* _Your assignment_: Set down each of the records below exactly as it reads. No pictures go into the copy.

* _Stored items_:
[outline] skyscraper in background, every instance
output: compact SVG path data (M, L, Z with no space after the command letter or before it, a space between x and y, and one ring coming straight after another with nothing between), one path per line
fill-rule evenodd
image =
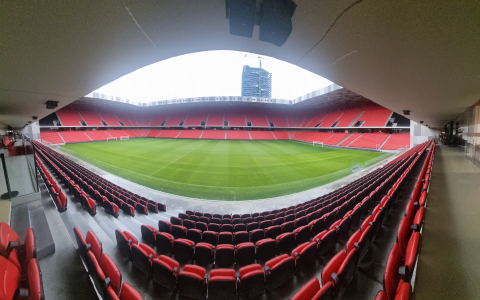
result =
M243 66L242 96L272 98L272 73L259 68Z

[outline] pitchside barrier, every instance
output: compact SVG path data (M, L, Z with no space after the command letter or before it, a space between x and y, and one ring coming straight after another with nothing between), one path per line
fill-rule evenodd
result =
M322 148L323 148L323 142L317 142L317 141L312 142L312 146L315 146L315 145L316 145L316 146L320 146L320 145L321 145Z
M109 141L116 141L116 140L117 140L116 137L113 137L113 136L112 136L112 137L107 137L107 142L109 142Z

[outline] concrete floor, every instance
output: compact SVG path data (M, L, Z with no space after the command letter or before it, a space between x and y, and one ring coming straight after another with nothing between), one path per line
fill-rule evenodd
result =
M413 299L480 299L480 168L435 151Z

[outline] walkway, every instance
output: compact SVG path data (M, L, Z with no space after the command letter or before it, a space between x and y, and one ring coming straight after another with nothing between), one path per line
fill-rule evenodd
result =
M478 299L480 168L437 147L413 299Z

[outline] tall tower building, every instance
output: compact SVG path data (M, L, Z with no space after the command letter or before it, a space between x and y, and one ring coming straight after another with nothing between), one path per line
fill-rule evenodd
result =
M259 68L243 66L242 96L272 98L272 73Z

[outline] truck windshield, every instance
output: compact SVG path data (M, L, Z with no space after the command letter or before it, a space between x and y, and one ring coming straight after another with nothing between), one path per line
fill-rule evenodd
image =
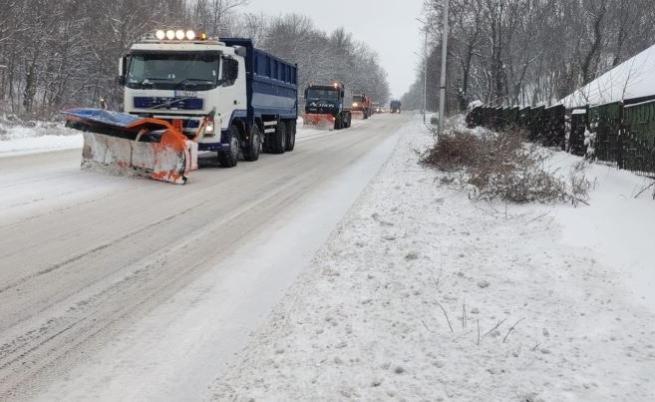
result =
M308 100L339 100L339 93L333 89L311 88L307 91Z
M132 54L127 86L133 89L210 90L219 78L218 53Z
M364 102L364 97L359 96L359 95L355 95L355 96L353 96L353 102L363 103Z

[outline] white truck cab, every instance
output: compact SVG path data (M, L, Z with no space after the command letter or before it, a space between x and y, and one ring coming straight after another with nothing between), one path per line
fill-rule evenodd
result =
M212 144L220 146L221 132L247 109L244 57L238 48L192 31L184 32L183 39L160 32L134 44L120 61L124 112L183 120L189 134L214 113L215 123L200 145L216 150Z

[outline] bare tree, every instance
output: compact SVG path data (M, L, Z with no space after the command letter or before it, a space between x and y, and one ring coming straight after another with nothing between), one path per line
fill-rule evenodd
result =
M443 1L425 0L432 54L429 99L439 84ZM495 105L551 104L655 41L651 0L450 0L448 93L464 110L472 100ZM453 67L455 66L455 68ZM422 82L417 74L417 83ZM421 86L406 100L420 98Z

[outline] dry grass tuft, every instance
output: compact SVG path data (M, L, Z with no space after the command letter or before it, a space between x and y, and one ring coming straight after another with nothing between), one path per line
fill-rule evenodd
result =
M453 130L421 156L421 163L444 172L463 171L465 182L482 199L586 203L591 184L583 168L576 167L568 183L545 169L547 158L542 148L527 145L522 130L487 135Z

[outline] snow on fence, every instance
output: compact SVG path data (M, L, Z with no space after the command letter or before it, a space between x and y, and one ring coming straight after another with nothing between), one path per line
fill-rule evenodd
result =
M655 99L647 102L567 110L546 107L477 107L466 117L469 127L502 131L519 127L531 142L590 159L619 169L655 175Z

* _Answer section_:
[outline] skyscraper in background, every instance
output: compact SVG path data (M, L, Z with no space after the command letter or before it, a space between x and y, and one ring coming straight after another with nothing between), one path per line
fill-rule evenodd
image =
result =
M243 66L242 96L272 98L272 73L259 68Z

[outline] pitchside barrier, every instance
output: compact SVG path data (M, L, Z with no space after the command letter or before it, a space between x and y, and one ring coming straight after another with nothing between), one path per line
fill-rule evenodd
result =
M322 148L323 148L323 142L317 142L317 141L312 142L312 146L315 146L315 145L316 145L316 146L320 146L320 145L321 145Z
M109 141L116 141L116 140L117 140L116 137L113 137L113 136L112 136L112 137L107 137L107 142L109 142Z

[outline] concrete floor, every instance
output: compact SVG path data (M, L, Z with no space after the command letter or before it, a space between x and y, and one ring coming straight after another with nothing between), one path per line
fill-rule evenodd
result =
M413 299L480 299L480 168L435 151Z

[outline] walkway, every instance
output: compact SVG path data (M, L, Z with no space after the command letter or before it, a space between x and y, and one ring coming straight after another with nothing between), one path per line
fill-rule evenodd
result =
M478 299L480 168L437 147L413 299Z

[outline] tall tower building, every instance
output: compact SVG path data (M, L, Z with no space after the command letter or before it, a space between x and y, and one ring coming straight after another with nothing between), one path per line
fill-rule evenodd
result =
M259 68L243 66L242 96L272 98L272 73Z

[outline] truck windshield, every instance
output: compact SVG path data (M, L, Z with no space after the command letter or before it, a space between x and y, and one ring coming straight after another with nothing between), one path per line
fill-rule evenodd
image =
result =
M308 100L339 100L339 93L333 89L311 88L307 91Z
M132 54L127 86L133 89L210 90L219 78L218 53Z
M364 102L364 97L359 96L359 95L355 95L355 96L353 96L353 102L363 103Z

[outline] white truck cab, every instance
output: compact SVG path data (M, L, Z with no space after the command letter or before it, a space between x and y, and one ring coming straight after another with nothing between), one path per line
fill-rule evenodd
result =
M212 144L220 146L221 132L247 109L244 57L238 48L192 31L184 32L183 39L160 32L134 44L120 61L124 112L183 120L189 134L214 113L215 123L200 145L216 150Z

[outline] bare tree, every instance
output: compact SVG path data (M, L, Z with no space after the command letter or before it, a space between x and y, and one ring coming straight after another with nothing between), one path per line
fill-rule evenodd
result =
M443 1L425 0L432 54L429 99L439 84ZM495 105L551 104L655 41L651 0L450 0L448 93L464 110L472 100ZM453 67L455 66L455 68ZM422 82L417 74L417 83ZM421 86L406 100L420 98Z

[outline] dry grass tuft, every instance
output: compact SVG path data (M, L, Z with no space after the command letter or before it, a space between x and y, and one ring coming straight after another with nothing between), one path per line
fill-rule evenodd
result =
M453 130L421 156L421 163L444 172L463 171L465 182L482 199L586 203L591 184L583 168L576 167L568 183L545 169L547 158L542 148L527 145L522 130L487 135Z

[outline] snow on fence, every instance
output: compact SVG path data (M, L, Z with no space after the command letter or before it, a space between x and y, and one ring coming straight after another with nothing between), one path per line
fill-rule evenodd
result =
M655 99L647 102L567 110L546 107L477 107L466 117L469 127L502 131L519 127L531 142L590 159L619 169L655 175Z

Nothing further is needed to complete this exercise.